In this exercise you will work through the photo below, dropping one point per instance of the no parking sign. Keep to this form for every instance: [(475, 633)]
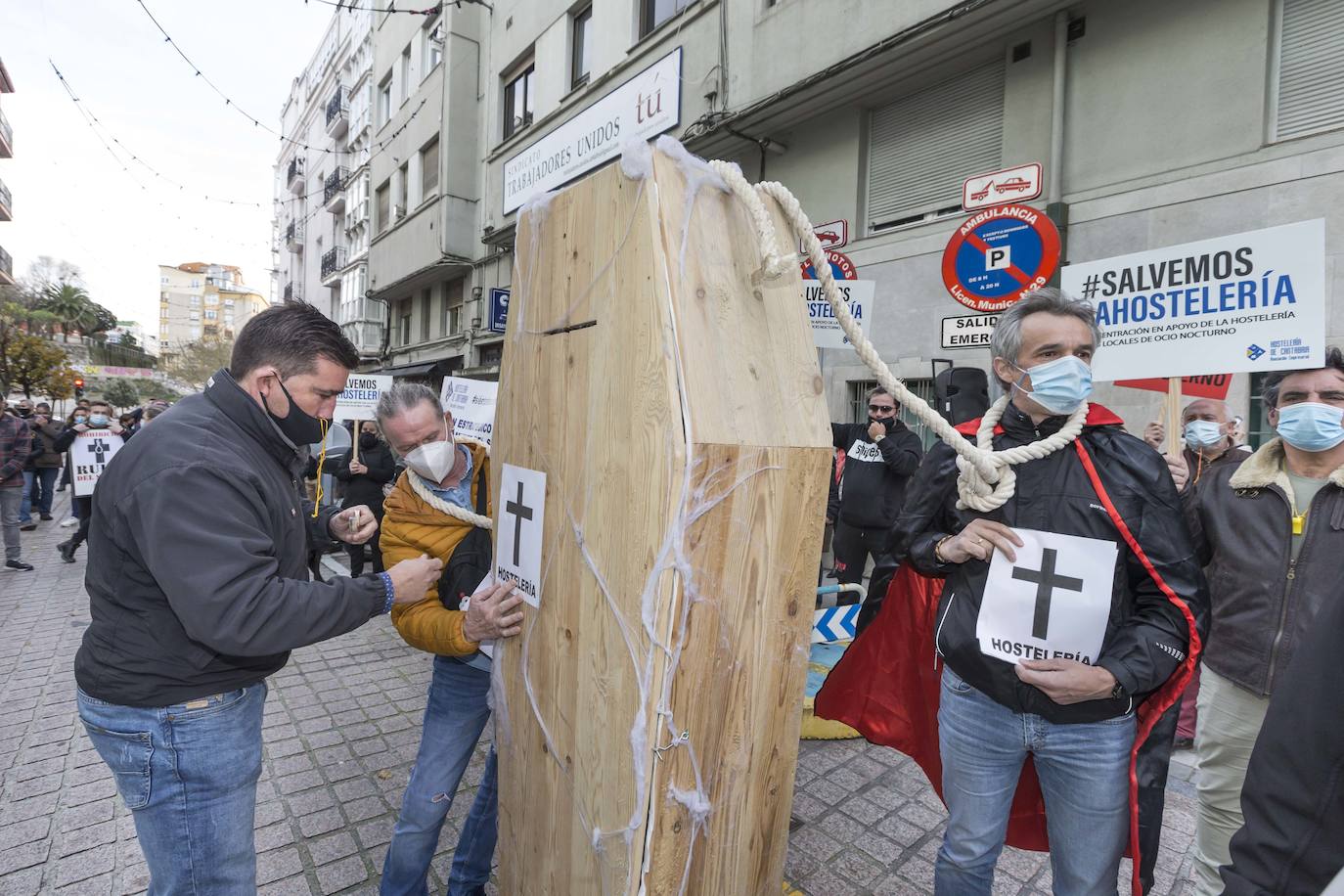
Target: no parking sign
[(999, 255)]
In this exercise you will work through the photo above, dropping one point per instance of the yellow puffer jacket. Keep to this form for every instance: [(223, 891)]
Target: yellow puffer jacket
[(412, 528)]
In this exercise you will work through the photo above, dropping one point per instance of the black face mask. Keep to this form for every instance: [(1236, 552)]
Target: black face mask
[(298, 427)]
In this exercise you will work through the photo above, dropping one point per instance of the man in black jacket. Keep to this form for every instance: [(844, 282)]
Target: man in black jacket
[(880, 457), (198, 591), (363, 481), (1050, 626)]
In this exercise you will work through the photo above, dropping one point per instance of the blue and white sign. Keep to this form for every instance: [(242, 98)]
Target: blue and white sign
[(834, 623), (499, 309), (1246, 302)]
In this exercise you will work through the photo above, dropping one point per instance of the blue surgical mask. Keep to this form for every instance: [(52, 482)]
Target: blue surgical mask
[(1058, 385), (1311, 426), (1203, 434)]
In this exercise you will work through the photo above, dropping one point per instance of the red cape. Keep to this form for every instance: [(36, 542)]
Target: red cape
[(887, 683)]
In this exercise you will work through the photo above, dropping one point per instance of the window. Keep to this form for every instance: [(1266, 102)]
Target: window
★ ★ ★ ★ ★ ★ ★
_Written problem_
Reproduce all of the rows above word for word, leaving the picture out of your answer.

_Result for this exercise_
In this exercise you will work through the photo below, dropping one point per instance of the no parking sign. Keep to this form for every instance: [(475, 633)]
Target: no parking sign
[(999, 255)]
In this exercise you will work through the photo above, dropping one point per instance of the yellow puffer jacket. Keep to this form for every instance: [(223, 891)]
Target: yellow puffer jacket
[(412, 528)]
In this exercise you will work through the photo above, dropping one point per instance of the black face mask. Keep to this form for every instance: [(1236, 552)]
Target: black face mask
[(298, 427)]
In this exercise you will work through the photo above, dropping one point per instance of the man in black jacket. Keep to this form for every instance: [(844, 282)]
Target: man in black jacket
[(880, 457), (198, 591), (363, 481), (1050, 626)]
In this exercise you will work through the photo above, dropping one point per instance of the blue and white sign. Keep to this form for every instance: [(242, 98)]
Target: blue and white sign
[(834, 623), (499, 309), (1246, 302)]
In this exercise you will work through the photo above, dropping one point per instance of the blue surgical mask. Keep to this form for every instance: [(52, 482)]
Target: blue surgical mask
[(1058, 385), (1311, 426), (1203, 434)]
In this exercise you will work through the photo above, dropping one point per instance of the red cape. Keep to this form for every instance: [(36, 542)]
Target: red cape
[(887, 683)]
In this exercise you will work through the photo above, dropping one point per instance of the window. Keep to this form for every instance: [(1266, 102)]
Target: window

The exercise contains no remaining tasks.